Set problem 1 - In the listing, starting at the line containing "q=bird's claw" and ending at the end of the listing, rename "branch" to "limb" wherever it appears, with everything else unchanged. Return only those lines.

■ ■ ■ ■ ■ ■ ■

I wrote to Wynn a couple of months ago, asking them about cleaning my 35A. Dick Wynn wrote me back with this…

"Your 35A Blend filter can not be washed so you should hit it with up to 80 psi of compressed air and tap on the end cap at the same time and see what you get. You could even try a toilet brush from the inside if the above does not work. If you had a spun Bond filter, here is how I would have advised you.

"We would prefer that you do not wash it but if you do, use a garden hose and hit it from the "outside" to force everything inward.. If clumps of caked dust persist, you could go in there with something like a toilet brush at the same time.

"Be certain to blow it COMPLETELY dry and let it sit for a day or two to be certain that it "is" dry.

"In the future, you can blow it down with up to 100 psi of compressed air and if the clumps are stubborn, tap on the end cap at the same time with a small plastic mallet."

--

So, I've been using compressed air from the outside, and its been working fine.


----------



## wiser1934 (Oct 13, 2009)

oneida dust deputy is the best way to go. have one and i love it!!!!!!!


----------



## ellen35 (Jan 1, 2009)

Great suggestions everyone! Glad to see I am not alone with this problem.
I'll be trying out a few of these. Always glad to get more ideas on this, so keep 'em coming.
Thanks.
Ellen


----------



## Kentuk55 (Sep 21, 2010)

Thnx for your link toolie. I'm gonna raid the kitchen for a fry pan. And thank you ellen for bringing this to lite.


----------



## toys4dad (Sep 24, 2011)

■ ■ ■ ■ ■ ■ ■

Set problem 2 - Name every user whose post header, with a date in parentheses, appears in the forum thread about cleaning a dust filter.

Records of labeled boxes

■ ■ ■ ■ ■ ■ ■

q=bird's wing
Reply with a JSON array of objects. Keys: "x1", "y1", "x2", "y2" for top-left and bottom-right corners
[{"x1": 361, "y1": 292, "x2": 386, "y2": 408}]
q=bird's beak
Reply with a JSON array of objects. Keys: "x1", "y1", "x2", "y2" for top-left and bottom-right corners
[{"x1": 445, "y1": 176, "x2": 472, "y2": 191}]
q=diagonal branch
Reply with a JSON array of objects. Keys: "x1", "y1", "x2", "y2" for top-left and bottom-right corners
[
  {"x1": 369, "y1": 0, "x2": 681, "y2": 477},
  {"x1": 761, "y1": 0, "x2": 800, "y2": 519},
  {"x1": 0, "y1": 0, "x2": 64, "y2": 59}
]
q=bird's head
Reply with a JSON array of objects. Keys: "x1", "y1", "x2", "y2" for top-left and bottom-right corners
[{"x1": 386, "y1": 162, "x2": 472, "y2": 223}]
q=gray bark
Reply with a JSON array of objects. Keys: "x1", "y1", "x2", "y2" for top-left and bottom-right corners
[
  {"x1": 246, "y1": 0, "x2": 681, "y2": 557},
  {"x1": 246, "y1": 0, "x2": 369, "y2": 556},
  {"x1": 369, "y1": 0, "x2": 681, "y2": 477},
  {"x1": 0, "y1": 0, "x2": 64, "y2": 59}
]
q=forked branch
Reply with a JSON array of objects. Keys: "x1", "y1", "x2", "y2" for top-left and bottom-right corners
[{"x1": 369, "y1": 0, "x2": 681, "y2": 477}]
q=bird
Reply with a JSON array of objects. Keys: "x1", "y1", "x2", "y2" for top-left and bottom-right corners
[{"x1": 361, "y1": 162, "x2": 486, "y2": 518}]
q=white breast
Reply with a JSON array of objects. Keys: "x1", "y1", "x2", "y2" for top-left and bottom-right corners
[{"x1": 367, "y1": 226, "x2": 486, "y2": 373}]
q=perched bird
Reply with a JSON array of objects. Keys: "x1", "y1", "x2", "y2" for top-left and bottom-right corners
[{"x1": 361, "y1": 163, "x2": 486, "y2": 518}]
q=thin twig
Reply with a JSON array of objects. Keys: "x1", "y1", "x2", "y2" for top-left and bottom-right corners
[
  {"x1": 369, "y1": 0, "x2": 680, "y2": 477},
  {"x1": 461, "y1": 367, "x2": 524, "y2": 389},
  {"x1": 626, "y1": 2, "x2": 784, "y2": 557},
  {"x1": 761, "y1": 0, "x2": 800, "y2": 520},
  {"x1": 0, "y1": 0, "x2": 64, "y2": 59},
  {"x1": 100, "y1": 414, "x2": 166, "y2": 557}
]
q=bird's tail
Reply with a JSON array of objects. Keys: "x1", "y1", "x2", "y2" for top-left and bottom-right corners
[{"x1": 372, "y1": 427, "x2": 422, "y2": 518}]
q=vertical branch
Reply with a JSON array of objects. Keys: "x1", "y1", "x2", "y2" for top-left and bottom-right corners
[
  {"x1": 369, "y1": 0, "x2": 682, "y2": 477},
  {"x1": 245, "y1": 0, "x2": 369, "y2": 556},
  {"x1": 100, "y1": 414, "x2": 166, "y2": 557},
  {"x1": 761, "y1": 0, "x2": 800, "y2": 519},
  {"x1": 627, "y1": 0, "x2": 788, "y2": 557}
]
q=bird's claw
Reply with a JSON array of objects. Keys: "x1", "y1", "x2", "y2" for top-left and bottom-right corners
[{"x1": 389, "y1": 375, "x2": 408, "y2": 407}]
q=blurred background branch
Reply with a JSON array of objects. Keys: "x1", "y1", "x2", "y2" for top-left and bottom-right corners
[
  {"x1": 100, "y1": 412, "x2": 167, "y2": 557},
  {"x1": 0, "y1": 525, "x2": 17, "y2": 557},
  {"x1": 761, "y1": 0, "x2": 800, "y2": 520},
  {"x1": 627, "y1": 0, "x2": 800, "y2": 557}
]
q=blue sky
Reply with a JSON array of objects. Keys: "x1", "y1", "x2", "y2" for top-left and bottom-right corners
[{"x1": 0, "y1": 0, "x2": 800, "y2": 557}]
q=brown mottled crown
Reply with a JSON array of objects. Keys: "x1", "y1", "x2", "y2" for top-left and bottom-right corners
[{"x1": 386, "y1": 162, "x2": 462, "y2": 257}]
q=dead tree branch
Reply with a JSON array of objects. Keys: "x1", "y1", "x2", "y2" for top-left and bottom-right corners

■ ■ ■ ■ ■ ■ ■

Worked answer 1 -
q=bird's claw
Reply with a JSON array of objects. Keys: "x1", "y1", "x2", "y2" for top-left and bottom-right corners
[{"x1": 389, "y1": 375, "x2": 408, "y2": 407}]
q=blurred background limb
Reply with a JSON array of objects. Keys: "x1", "y1", "x2", "y2" for top-left and bottom-right corners
[
  {"x1": 100, "y1": 412, "x2": 167, "y2": 557},
  {"x1": 0, "y1": 525, "x2": 17, "y2": 557},
  {"x1": 761, "y1": 0, "x2": 800, "y2": 520},
  {"x1": 627, "y1": 0, "x2": 800, "y2": 557}
]
q=blue sky
Reply with a JSON array of objects. Keys: "x1", "y1", "x2", "y2" for top-left and bottom-right corners
[{"x1": 0, "y1": 0, "x2": 800, "y2": 557}]
q=brown mottled crown
Reply with a JSON array of objects. Keys: "x1", "y1", "x2", "y2" for top-left and bottom-right corners
[{"x1": 386, "y1": 162, "x2": 462, "y2": 257}]
q=dead tree limb
Reply with a JSON array of objects. Keys: "x1", "y1", "x2", "y2" for top-left and bottom-right corners

Worked answer 2 -
wiser1934
ellen35
Kentuk55
toys4dad